* _Work to do_
(A) Retype the article on director Alberto Fuguet below, from "After growing up" to "childhood in California.".
(B) According to the article on Alberto Fuguet below, at which festival did Cola de Mono premiere?

* _Document passage_
------------------------------------------------
Film

Director Alberto Fuguet Grew Up in California and Chile. The Influence on His Films Is Undeniable

'Cola de mono' image courtesy of TLA Releasing

After growing up in suburban California, director Alberto Fuguet felt conflicted when his parents decided to move back to South America just as he was on the cusp of adolescence. Though born in Chile to an upper-middle class family, Fuguet had lived in picturesque Encino since he was just 3 months old till after his 11th birthday.

The impression those early days in the United States left on him are noticeable in his work as a artist. In his latest offer Cola de Mono, which premiered at OutFest in Los Angeles, Fuguet made a decisively Latin American movie that is in dialogue with older movies by Brian De Palma and Steven Spielberg – US directors he watched devoutly as a teen in Chile to feel connected to his childhood in California.
------------------------------------------------
* _Entries shown_
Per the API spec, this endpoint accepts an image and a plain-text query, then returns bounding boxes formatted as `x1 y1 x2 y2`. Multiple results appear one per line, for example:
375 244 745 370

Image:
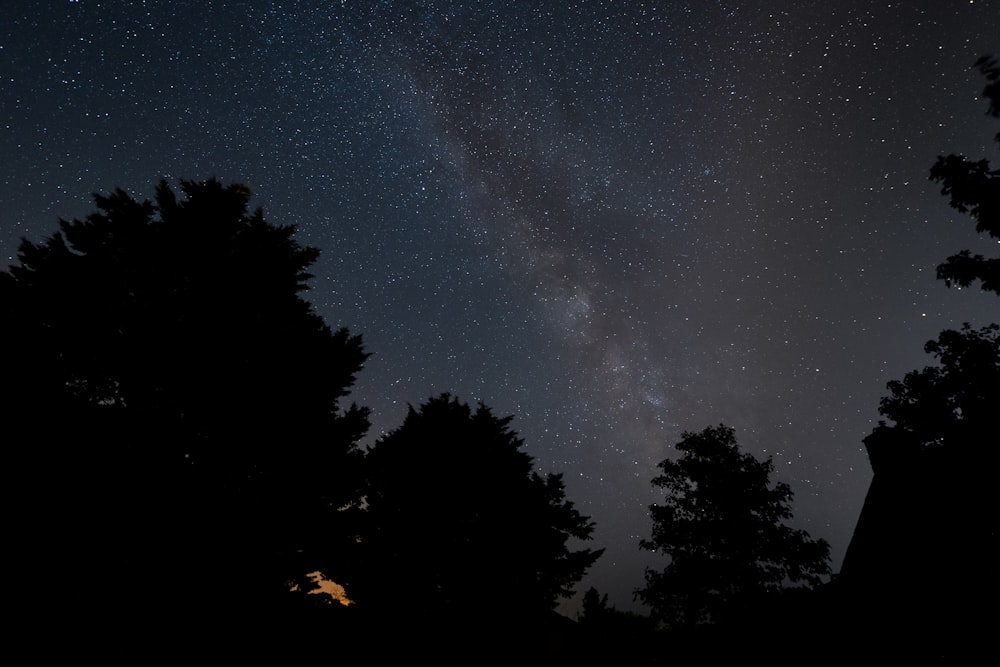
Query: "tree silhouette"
636 425 830 627
0 180 368 656
930 56 1000 294
356 394 601 644
839 57 1000 663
------------------------------------------------
* _The answers_
(A)
After growing up in suburban California, director Alberto Fuguet felt conflicted when his parents decided to move back to South America just as he was on the cusp of adolescence. Though born in Chile to an upper-middle class family, Fuguet had lived in picturesque Encino since he was just 3 months old till after his 11th birthday.

The impression those early days in the United States left on him are noticeable in his work as a artist. In his latest offer Cola de Mono, which premiered at OutFest in Los Angeles, Fuguet made a decisively Latin American movie that is in dialogue with older movies by Brian De Palma and Steven Spielberg – US directors he watched devoutly as a teen in Chile to feel connected to his childhood in California.

(B) OutFest in Los Angeles.